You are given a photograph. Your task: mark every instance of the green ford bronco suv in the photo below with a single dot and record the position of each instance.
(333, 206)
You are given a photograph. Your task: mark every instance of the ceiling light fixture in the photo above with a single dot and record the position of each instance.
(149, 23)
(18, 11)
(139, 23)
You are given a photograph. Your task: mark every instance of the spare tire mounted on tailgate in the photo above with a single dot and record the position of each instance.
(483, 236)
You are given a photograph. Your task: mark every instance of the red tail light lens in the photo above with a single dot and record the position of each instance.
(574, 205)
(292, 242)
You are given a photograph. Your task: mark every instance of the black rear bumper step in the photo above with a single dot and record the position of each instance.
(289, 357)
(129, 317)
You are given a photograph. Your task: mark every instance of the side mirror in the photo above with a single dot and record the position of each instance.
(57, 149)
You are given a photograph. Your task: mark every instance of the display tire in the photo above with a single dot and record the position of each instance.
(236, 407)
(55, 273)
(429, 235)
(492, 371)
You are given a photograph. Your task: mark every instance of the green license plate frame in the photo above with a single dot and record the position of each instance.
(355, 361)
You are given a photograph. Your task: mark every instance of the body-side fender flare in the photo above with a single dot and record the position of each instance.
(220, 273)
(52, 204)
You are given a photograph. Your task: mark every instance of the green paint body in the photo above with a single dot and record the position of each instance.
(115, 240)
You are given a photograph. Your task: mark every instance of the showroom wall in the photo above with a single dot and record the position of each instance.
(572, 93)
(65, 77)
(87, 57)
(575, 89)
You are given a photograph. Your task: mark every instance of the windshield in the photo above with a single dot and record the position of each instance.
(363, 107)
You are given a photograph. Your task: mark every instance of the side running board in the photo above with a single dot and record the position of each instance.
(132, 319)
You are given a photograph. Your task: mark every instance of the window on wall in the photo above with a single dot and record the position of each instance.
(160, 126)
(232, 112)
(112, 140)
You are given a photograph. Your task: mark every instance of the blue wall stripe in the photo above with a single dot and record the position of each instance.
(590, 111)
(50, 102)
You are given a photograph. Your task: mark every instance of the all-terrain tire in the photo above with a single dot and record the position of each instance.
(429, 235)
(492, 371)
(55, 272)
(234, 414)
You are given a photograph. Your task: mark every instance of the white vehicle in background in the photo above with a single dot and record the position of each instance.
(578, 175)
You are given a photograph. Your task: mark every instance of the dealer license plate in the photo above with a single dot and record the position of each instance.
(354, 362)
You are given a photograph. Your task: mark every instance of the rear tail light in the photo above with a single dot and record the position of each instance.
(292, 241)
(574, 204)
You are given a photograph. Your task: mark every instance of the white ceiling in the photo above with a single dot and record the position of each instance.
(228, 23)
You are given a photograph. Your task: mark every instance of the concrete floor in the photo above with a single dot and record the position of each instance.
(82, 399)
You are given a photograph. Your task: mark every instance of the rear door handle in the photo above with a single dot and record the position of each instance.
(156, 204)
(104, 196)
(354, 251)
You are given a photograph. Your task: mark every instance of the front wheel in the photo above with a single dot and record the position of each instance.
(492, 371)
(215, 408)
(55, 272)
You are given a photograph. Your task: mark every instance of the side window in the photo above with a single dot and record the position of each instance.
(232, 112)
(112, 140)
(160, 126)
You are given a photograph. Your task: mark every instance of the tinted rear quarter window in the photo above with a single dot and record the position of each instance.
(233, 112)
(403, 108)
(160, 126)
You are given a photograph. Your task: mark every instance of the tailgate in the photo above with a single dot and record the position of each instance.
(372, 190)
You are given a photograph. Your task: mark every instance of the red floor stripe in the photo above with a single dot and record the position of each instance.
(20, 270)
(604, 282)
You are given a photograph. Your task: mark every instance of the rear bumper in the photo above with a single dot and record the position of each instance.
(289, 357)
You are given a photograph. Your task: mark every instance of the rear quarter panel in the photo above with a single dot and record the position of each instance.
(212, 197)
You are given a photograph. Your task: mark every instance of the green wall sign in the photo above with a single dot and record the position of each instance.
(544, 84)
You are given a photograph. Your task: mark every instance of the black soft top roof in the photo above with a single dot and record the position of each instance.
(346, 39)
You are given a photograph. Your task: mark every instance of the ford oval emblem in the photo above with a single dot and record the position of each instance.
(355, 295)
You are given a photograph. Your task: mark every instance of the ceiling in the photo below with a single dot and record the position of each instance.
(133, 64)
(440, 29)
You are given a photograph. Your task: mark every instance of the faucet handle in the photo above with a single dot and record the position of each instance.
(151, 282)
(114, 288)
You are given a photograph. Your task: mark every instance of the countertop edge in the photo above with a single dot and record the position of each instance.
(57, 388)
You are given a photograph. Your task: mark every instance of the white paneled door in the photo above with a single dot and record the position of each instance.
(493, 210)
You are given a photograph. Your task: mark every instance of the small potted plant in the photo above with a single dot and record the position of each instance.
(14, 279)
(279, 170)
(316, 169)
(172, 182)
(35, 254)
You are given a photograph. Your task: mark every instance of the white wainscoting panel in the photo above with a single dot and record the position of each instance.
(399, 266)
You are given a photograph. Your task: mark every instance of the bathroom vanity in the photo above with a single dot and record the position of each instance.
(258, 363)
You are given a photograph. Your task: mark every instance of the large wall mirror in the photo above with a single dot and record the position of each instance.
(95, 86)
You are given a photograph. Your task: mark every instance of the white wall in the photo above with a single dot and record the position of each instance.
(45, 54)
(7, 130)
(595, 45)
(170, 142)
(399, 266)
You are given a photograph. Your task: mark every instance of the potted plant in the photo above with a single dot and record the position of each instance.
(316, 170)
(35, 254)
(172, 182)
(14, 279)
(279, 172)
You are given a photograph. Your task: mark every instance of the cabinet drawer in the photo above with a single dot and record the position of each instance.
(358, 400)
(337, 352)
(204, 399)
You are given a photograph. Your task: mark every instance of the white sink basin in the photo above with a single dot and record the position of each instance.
━━━━━━━━━━━━━━━━━━━━━━━━━━━━━━
Exercise description
Extract all of the material exactly as it is written.

Your solution
You are given a photograph. Your task: mark every instance of the green ford bronco suv in the photo below with a single dot and record the position of each instance.
(333, 206)
You are given a photograph. Your task: mark every instance of the ceiling light fixture in the photo above with a single dot and record the position of each instance.
(149, 23)
(18, 11)
(139, 23)
You are given a photograph. Your task: mark every instance of the spare tire mounted on tailgate in the photo above with a single dot and record the position of each instance.
(483, 236)
You are given a photograph. Your task: mark every instance of the red tail light lens in the photo above with a single dot and record the position of each instance.
(574, 205)
(292, 242)
You are given a photograph. Your task: mark every instance of the black rear bumper step in the photo above with a single dot and record the position of each instance.
(289, 357)
(129, 317)
You are given a photograph. Your task: mark every instance of the side mirror in the photo above with a single dot and record the position of each instance.
(57, 149)
You are given a photograph. Your task: mark every instance of the display tire in the photo above with a single dot and record the position of each instance.
(236, 407)
(55, 273)
(429, 235)
(492, 371)
You are given a photograph. Your task: mark every instance of the green license plate frame in the photo above with a single dot and record the position of each instance.
(355, 361)
You are given a photograph. Your task: mark every instance of the body-side fender flare in the photo above with a single dot and record the position of each instance.
(220, 273)
(52, 204)
You are given a photograph. Your task: mark every instance of the green paint body in the photo above with a single dot and record the position of each instance.
(115, 240)
You are given a photograph. Your task: mark every instance of the showroom wall in the photo above with a single dot and record the position of each instance.
(572, 93)
(65, 77)
(87, 57)
(575, 89)
You are given a photograph. Your task: mark every instance of the windshield in the photo above with a single dot and record the position of each instance.
(363, 107)
You are given a photograph. Your task: mark every instance of the side running board in the photo above with a single dot and record the position of each instance.
(132, 319)
You are given a photograph. Your task: mark every instance of the window on wall in the photo above with a single dot and record the position of each instance.
(160, 126)
(232, 112)
(112, 140)
You are given a photograph. Your task: mark every instance of the blue wall stripe in the photo above with a single dot and record the position of each instance.
(590, 111)
(50, 102)
You are given a photograph. Your task: mark every instance of the all-terrain tire in the photo above with a single dot and record the position of each instance.
(429, 235)
(492, 371)
(55, 272)
(234, 414)
You are given a photograph. Your task: mark every instance of the white vehicle in background in the photo above with a single dot and record the position of each instance.
(578, 175)
You are given a photograph. Your task: mark every instance of the dealer license plate in the photo above with a single dot and record the position of each instance.
(354, 362)
You are given a photograph. Your task: mark every instance of the rear tail light in the photo above with a single dot and record the position of each instance.
(292, 241)
(574, 204)
You are given a photograph. Your task: mark every instance of the white ceiling in the photo above with a single dot and record the position of each instance.
(228, 23)
You are given a photograph. Your task: mark every instance of the concrete floor in the photo above with a single dot and record the position of each instance.
(82, 399)
You are given a photograph. Your task: mark every instance of the rear door handle in the photo above with a single dot and record the position of each instance.
(156, 204)
(104, 196)
(354, 251)
You are given a photograph. Your task: mark every instance of the front wheel in the photo above with a single dot and record the position of each instance.
(492, 371)
(215, 408)
(55, 272)
You are given a photograph. Your task: mark every instance of the side window in the photo above with a single dot and record the position of each instance.
(232, 112)
(112, 140)
(160, 126)
You are given a photograph. Your task: mark every instance of the tinted rear quarter window in the photo above with a single dot and record the position of each instance.
(233, 112)
(403, 108)
(160, 126)
You are given a photograph. Your task: mark every instance of the tailgate in the photo above with a single dot and record the position of each instance.
(372, 190)
You are given a photograph. Your task: mark every instance of the red floor stripe in the photo above with a single dot and record the position of each instance.
(20, 270)
(604, 282)
You are given a photograph. Your task: mark every instance of the rear bumper in the photo above with a single dot and record the position of each instance.
(289, 357)
You are given a photograph. Your task: mark every instance of the rear quarter panel in the photo above with a single dot and record the position of each instance.
(212, 197)
You are given a photograph. Your task: mark every instance of the green wall sign in the photo above with a single dot and record the position of each instance.
(544, 84)
You are given a photograph. Your task: mark every instance of the black soft top roof in the photo above with a single dot and record the position of each instance.
(346, 39)
You are given a photograph. Your task: mark every instance of the ford oval emblem in the photo above with a single dot and record the position of each instance.
(355, 295)
You are given a photograph. Your task: mark every instance of the ceiling in the photo below with a single dot and record the position of each instance.
(133, 64)
(440, 29)
You are given a photograph. Your task: mark every instance of the faucet handle in the photo above with a single dot and record the position of each instance.
(151, 282)
(114, 288)
You are given a photograph. Your task: mark every instance of the countertop edge in the photo above with a single dot and record the position of each instance.
(57, 388)
You are given a photograph. Your task: mark every instance of the white paneled door in the photo above with a single dot and record the position of each instance.
(493, 210)
You are given a photograph. Your task: mark every instance of the small potted plant in the photo above with a single dot and record the position of each instance.
(14, 279)
(279, 170)
(316, 169)
(172, 182)
(35, 254)
You are given a photograph. Your task: mark every instance of the white wainscoting panel in the photo above with a single dot and record the position of each instance.
(399, 266)
You are given a photograph. Your task: mark every instance of the bathroom vanity in the photo above with a single dot and record the position of each instance.
(258, 363)
You are given a photograph. Your task: mark every instance of the large wall mirror in the photo above with a single dot and record the position of each instance.
(95, 86)
You are given a photograph. Your task: mark every instance of the white wall in the photo above with a single dot and record the position of each instance.
(45, 54)
(7, 130)
(595, 45)
(170, 142)
(399, 266)
You are given a photograph. Your task: mark every instance of the potted plant in the photo above with a single dot and record the position of each instance.
(316, 170)
(35, 254)
(172, 182)
(14, 279)
(279, 172)
You are given a photograph. Your task: mark every instance of the cabinet drawer in the photo above with a single dot and record the position of each instance.
(358, 400)
(337, 352)
(204, 399)
You are given a photograph. Your task: mark every instance of the white sink basin in the photo above with a single dot and record the position of each instance.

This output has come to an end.